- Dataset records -
'''
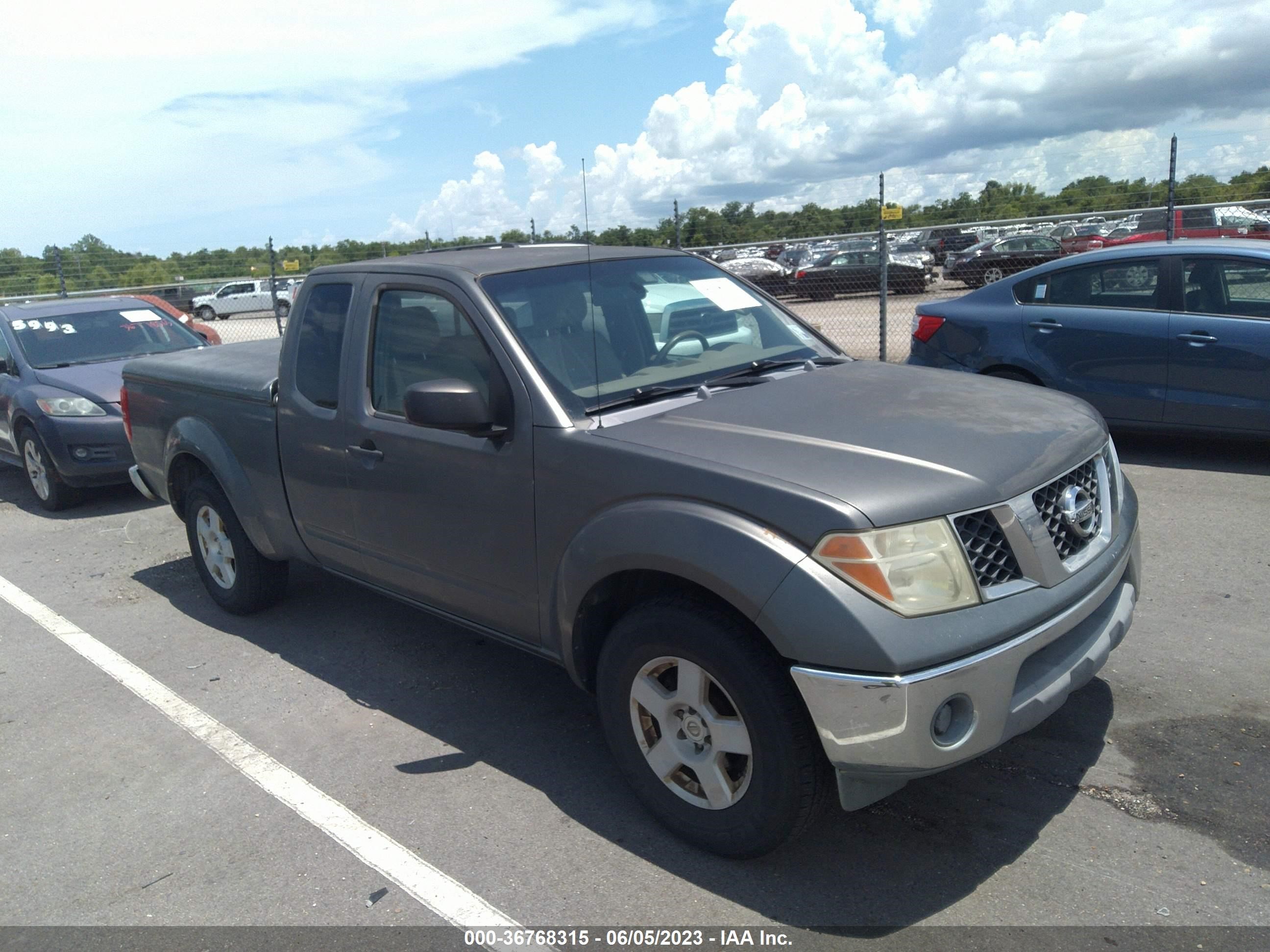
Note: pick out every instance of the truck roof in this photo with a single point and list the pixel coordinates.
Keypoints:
(496, 260)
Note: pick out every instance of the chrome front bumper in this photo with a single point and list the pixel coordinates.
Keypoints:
(879, 733)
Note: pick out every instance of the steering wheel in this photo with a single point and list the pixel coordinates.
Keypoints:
(659, 357)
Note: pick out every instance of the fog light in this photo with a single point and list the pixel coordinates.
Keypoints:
(953, 721)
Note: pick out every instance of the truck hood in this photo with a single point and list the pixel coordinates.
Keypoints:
(898, 443)
(99, 382)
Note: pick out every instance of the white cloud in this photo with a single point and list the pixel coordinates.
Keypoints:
(810, 108)
(127, 115)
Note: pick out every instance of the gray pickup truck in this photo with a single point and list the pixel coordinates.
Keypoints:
(784, 573)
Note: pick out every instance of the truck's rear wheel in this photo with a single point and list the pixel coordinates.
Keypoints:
(708, 728)
(235, 574)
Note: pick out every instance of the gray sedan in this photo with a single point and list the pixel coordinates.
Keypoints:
(1157, 335)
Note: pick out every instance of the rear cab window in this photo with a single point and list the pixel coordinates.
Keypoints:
(1234, 287)
(320, 344)
(1133, 285)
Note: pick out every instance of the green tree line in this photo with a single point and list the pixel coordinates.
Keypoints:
(92, 264)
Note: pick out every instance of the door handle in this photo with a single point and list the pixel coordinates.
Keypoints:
(367, 453)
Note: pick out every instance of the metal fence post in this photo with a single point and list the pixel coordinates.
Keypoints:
(1172, 183)
(883, 256)
(273, 286)
(61, 278)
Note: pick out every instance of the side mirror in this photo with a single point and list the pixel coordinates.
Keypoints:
(450, 405)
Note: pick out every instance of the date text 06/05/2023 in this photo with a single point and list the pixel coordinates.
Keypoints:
(625, 937)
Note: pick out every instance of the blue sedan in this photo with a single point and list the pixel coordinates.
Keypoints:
(60, 380)
(1155, 335)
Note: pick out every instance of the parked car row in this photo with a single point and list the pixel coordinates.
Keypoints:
(60, 380)
(1151, 334)
(992, 261)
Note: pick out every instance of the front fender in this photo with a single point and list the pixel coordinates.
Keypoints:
(196, 437)
(737, 559)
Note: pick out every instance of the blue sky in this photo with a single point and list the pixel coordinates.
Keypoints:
(426, 116)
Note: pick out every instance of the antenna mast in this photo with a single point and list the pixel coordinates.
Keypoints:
(586, 215)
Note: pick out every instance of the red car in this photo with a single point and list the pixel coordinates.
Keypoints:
(1196, 224)
(201, 329)
(1084, 238)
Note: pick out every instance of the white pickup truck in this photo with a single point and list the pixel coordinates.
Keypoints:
(243, 297)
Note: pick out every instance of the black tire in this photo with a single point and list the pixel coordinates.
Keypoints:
(254, 582)
(51, 492)
(789, 780)
(1010, 375)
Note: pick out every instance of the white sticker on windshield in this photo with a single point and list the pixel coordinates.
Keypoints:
(724, 295)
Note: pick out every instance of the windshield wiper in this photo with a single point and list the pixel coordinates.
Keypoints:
(642, 395)
(739, 378)
(771, 363)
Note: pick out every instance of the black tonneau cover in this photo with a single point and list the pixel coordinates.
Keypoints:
(241, 371)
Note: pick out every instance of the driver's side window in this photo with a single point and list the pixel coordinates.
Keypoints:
(423, 337)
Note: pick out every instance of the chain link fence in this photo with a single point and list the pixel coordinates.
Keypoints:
(840, 281)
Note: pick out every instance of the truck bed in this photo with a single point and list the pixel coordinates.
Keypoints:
(216, 405)
(239, 371)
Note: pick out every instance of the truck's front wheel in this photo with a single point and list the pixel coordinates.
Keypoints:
(709, 729)
(235, 574)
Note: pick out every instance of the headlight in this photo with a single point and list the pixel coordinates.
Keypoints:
(69, 406)
(916, 569)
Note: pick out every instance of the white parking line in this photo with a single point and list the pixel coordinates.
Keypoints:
(445, 897)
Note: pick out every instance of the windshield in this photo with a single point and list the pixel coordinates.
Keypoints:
(91, 337)
(642, 323)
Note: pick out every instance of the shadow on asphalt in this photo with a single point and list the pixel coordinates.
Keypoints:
(1194, 452)
(104, 500)
(889, 866)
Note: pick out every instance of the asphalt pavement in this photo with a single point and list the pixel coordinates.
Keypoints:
(1141, 803)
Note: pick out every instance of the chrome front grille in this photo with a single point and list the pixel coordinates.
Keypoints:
(991, 558)
(1048, 502)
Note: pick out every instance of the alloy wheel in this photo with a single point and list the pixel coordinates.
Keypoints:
(36, 469)
(691, 734)
(215, 547)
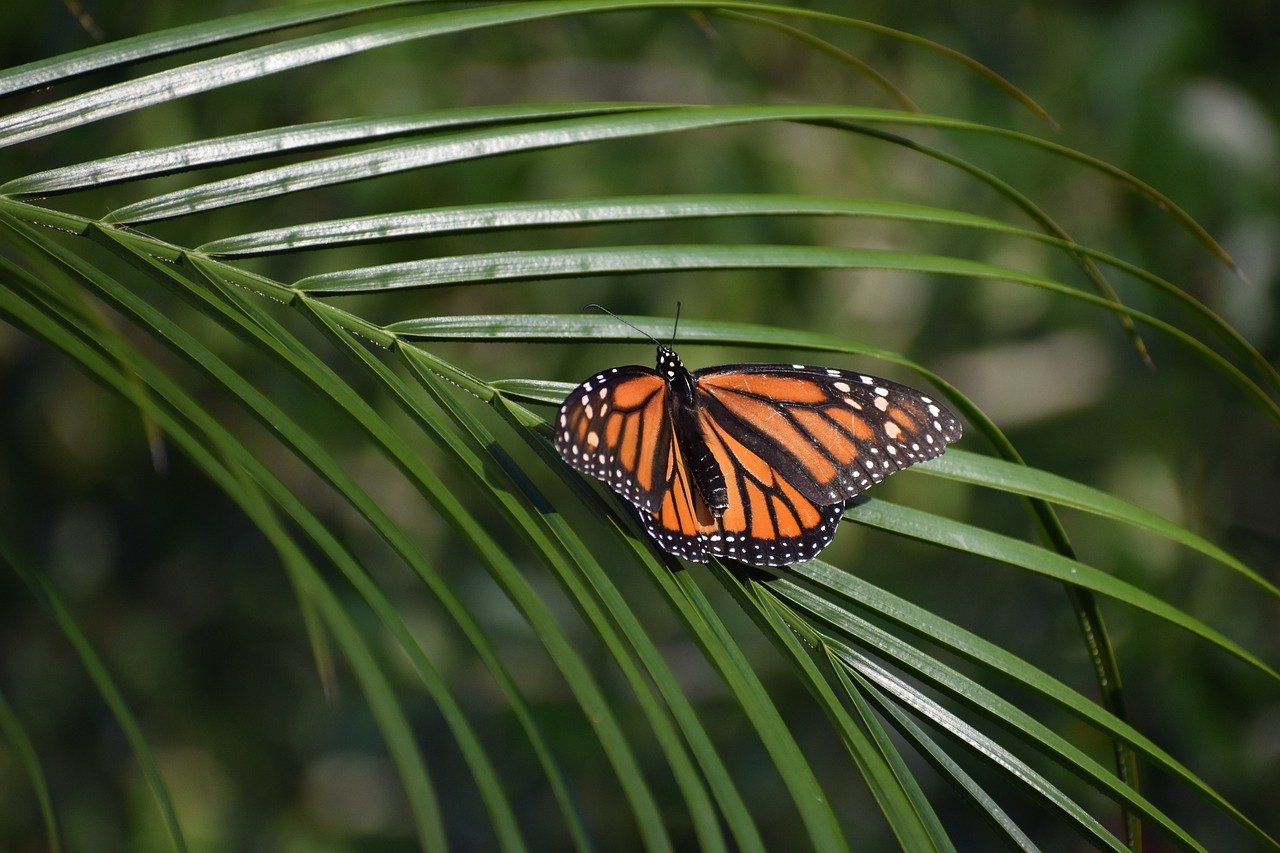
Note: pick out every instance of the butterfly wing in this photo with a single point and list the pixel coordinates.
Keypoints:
(616, 428)
(792, 443)
(828, 434)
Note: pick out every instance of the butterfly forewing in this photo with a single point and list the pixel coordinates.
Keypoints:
(616, 428)
(828, 433)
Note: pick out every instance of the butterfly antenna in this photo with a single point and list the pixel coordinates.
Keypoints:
(593, 305)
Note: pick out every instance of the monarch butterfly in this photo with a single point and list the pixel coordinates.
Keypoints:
(752, 461)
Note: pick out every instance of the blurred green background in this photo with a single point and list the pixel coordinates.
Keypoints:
(196, 619)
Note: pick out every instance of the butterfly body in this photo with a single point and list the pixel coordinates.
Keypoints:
(750, 461)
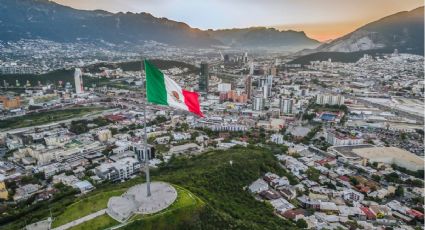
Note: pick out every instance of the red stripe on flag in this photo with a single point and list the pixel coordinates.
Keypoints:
(192, 102)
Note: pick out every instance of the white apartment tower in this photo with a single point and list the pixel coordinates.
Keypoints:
(78, 80)
(286, 106)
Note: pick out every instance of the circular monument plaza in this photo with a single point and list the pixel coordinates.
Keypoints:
(136, 201)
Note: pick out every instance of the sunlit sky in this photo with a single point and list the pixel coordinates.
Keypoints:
(320, 19)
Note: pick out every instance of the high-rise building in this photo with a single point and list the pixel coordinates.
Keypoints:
(224, 87)
(251, 68)
(266, 91)
(78, 80)
(258, 103)
(203, 78)
(245, 57)
(9, 102)
(324, 99)
(273, 71)
(248, 86)
(286, 106)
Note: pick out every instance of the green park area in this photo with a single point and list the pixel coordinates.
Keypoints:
(86, 206)
(47, 117)
(211, 195)
(183, 208)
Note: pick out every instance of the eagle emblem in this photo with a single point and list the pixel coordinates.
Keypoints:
(176, 96)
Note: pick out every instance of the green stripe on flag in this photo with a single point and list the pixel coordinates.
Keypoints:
(155, 85)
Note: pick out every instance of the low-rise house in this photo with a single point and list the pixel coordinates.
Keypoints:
(120, 170)
(26, 191)
(258, 186)
(355, 212)
(369, 214)
(288, 192)
(269, 195)
(278, 182)
(294, 214)
(269, 177)
(64, 179)
(328, 207)
(191, 148)
(306, 202)
(83, 186)
(351, 195)
(281, 205)
(380, 211)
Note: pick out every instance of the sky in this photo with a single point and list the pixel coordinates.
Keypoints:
(320, 19)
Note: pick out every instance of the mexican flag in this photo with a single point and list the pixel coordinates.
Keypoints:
(162, 90)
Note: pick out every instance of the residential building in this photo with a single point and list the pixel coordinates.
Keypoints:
(120, 170)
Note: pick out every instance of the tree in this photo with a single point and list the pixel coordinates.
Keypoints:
(354, 181)
(376, 178)
(301, 223)
(313, 174)
(399, 191)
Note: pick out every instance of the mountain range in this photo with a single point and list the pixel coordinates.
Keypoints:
(403, 31)
(262, 37)
(43, 19)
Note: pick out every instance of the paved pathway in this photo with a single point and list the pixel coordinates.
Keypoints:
(81, 220)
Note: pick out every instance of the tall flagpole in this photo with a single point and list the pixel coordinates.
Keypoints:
(148, 180)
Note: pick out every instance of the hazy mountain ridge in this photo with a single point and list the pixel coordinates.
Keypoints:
(403, 31)
(34, 19)
(255, 37)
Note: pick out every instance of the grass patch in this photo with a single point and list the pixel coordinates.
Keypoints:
(219, 186)
(47, 117)
(85, 207)
(100, 222)
(183, 209)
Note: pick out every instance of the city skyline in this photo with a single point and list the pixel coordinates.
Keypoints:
(324, 20)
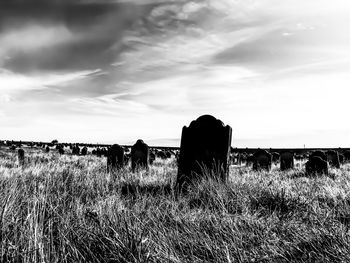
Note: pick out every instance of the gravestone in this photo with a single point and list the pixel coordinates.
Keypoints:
(152, 157)
(76, 150)
(262, 160)
(320, 154)
(346, 156)
(275, 157)
(84, 151)
(115, 158)
(286, 160)
(205, 145)
(139, 155)
(333, 159)
(316, 165)
(21, 157)
(61, 150)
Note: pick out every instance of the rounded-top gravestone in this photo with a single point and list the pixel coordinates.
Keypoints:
(205, 146)
(286, 160)
(333, 159)
(115, 157)
(262, 160)
(21, 157)
(316, 165)
(139, 155)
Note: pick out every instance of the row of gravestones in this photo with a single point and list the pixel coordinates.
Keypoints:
(205, 151)
(262, 159)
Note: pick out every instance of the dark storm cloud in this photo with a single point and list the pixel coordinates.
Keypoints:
(84, 34)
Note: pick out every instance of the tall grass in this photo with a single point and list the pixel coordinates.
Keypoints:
(68, 209)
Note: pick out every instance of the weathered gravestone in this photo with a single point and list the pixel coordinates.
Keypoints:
(115, 158)
(320, 154)
(84, 151)
(333, 159)
(316, 165)
(286, 160)
(152, 157)
(275, 157)
(76, 150)
(262, 160)
(61, 150)
(346, 156)
(139, 155)
(205, 146)
(21, 157)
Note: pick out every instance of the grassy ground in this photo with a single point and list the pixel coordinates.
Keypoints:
(68, 209)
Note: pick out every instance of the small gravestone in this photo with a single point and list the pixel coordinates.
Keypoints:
(139, 155)
(320, 154)
(21, 157)
(115, 158)
(152, 157)
(275, 157)
(333, 159)
(286, 160)
(346, 156)
(316, 165)
(61, 150)
(262, 160)
(84, 151)
(205, 146)
(76, 150)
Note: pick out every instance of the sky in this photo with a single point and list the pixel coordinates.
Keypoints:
(99, 71)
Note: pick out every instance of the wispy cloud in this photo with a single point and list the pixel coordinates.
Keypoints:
(120, 70)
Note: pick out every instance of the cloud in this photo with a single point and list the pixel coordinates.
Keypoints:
(119, 69)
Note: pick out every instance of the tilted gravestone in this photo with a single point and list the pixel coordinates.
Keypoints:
(262, 160)
(115, 158)
(205, 146)
(139, 155)
(333, 159)
(21, 157)
(286, 160)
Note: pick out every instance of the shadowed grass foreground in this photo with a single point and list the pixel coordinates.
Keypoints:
(68, 209)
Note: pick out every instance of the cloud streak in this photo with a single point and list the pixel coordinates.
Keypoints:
(134, 64)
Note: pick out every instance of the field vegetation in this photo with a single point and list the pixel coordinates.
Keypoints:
(68, 209)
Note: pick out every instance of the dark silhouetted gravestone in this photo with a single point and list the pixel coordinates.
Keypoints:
(61, 150)
(316, 165)
(152, 157)
(275, 157)
(139, 155)
(346, 156)
(76, 150)
(205, 145)
(320, 154)
(84, 151)
(262, 160)
(21, 157)
(115, 157)
(286, 160)
(333, 159)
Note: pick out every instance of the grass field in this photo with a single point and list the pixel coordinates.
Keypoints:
(68, 209)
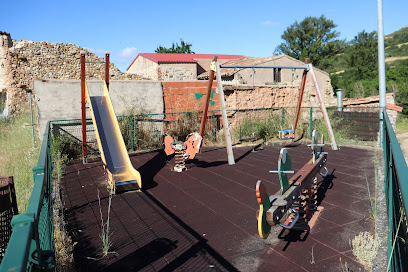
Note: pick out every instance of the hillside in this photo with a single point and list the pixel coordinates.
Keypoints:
(362, 80)
(396, 44)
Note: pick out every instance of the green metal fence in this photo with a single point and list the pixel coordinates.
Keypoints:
(31, 246)
(145, 131)
(396, 191)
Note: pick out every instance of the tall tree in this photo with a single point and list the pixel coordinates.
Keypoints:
(362, 55)
(312, 38)
(184, 48)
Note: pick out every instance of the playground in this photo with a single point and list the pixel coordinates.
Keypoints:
(204, 219)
'''
Starting with the line that holds "Note: pick out every instance of the dark silhouetted", return each line exactly through the final line of the entries above; pictures are not part of the output.

- Output for this exercise -
Note: pick out every instance of the dark silhouetted gravestone in this photo with a single point and list the pixel coordinates.
Keypoints:
(61, 150)
(316, 165)
(152, 157)
(275, 157)
(139, 155)
(346, 156)
(76, 150)
(205, 145)
(320, 154)
(84, 151)
(262, 160)
(21, 157)
(115, 157)
(286, 160)
(333, 159)
Note: pick out every instance of the grass field in this photo with a single point and list the pixel coordinates.
Keypoints:
(68, 209)
Note: pick out every instance of the hillside in this photo with a single point and list the pixel coordinates.
Keypoints:
(362, 80)
(396, 44)
Note: pick out every instance of the green metal fence in this photo with a single point and list the pixel coordinates.
Keypoints:
(31, 246)
(145, 131)
(396, 191)
Note: pick out every instance of the tall tree in this photo with a single point and list the pixel coordinates.
Keypoints:
(362, 55)
(312, 38)
(184, 48)
Note: pick out every instance of the playground in this photo with a single point and list the pixel coordinates.
Keypoints:
(204, 219)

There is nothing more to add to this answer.